Work instructions: Reproduce the records below exactly as they appear.

Input:
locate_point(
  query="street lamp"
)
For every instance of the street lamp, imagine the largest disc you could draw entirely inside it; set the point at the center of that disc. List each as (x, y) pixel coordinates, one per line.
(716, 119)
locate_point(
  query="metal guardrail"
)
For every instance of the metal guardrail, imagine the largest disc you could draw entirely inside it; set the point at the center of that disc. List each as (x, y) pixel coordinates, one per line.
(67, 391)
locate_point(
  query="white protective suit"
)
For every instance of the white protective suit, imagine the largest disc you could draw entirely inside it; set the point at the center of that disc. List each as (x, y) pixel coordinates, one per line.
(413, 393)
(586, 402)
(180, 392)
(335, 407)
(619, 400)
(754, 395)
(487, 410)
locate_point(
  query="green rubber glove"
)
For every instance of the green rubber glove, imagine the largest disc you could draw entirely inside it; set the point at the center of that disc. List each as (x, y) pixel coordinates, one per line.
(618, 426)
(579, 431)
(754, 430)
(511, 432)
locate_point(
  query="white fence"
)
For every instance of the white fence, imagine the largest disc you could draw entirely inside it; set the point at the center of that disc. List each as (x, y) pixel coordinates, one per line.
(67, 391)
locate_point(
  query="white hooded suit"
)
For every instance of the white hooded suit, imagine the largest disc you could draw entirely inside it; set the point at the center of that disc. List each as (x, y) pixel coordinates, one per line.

Answer in full:
locate_point(
  query="street lamp"
)
For every instance of the street lamp, imagine the largest disc you could draw entirely inside it; set the point at the center of that disc. List each as (x, y) pixel coordinates, one per line.
(716, 119)
locate_point(
  query="metal guardrail"
)
For every instance of the metal guardrail, imagine the largest disc you could draw entirely inside it; set the point at the center of that disc. List each as (x, y) pixel coordinates, one per line.
(67, 391)
locate_point(
  query="white protective suit"
)
For every instance of the white protective suit, imagine the largest disc you could draw entirely inside it; set the point at the center of that disc. List each as (x, y) pixel coordinates, one per line.
(413, 393)
(586, 402)
(180, 392)
(335, 407)
(619, 400)
(754, 395)
(487, 410)
locate_point(
  query="green rubber glove"
)
For every instance of the green rubber glove, imagine the largest disc you could draw entirely inside it; set the point at the center of that disc. List each as (x, y) pixel coordinates, one per line.
(618, 426)
(579, 431)
(754, 430)
(511, 432)
locate_point(
  query="white fence"
)
For every instance of the white fence, imagine the largest disc you could draw entirely inside it; set the point at the center of that disc. List each as (x, y) pixel coordinates, one per line.
(67, 391)
locate_point(
  query="white hooded suit"
)
For every instance of the white hooded suit, imagine the largest disc you could draw entirely inside it; set the point at the center of that disc. List each as (x, y) pixel coordinates, one per line.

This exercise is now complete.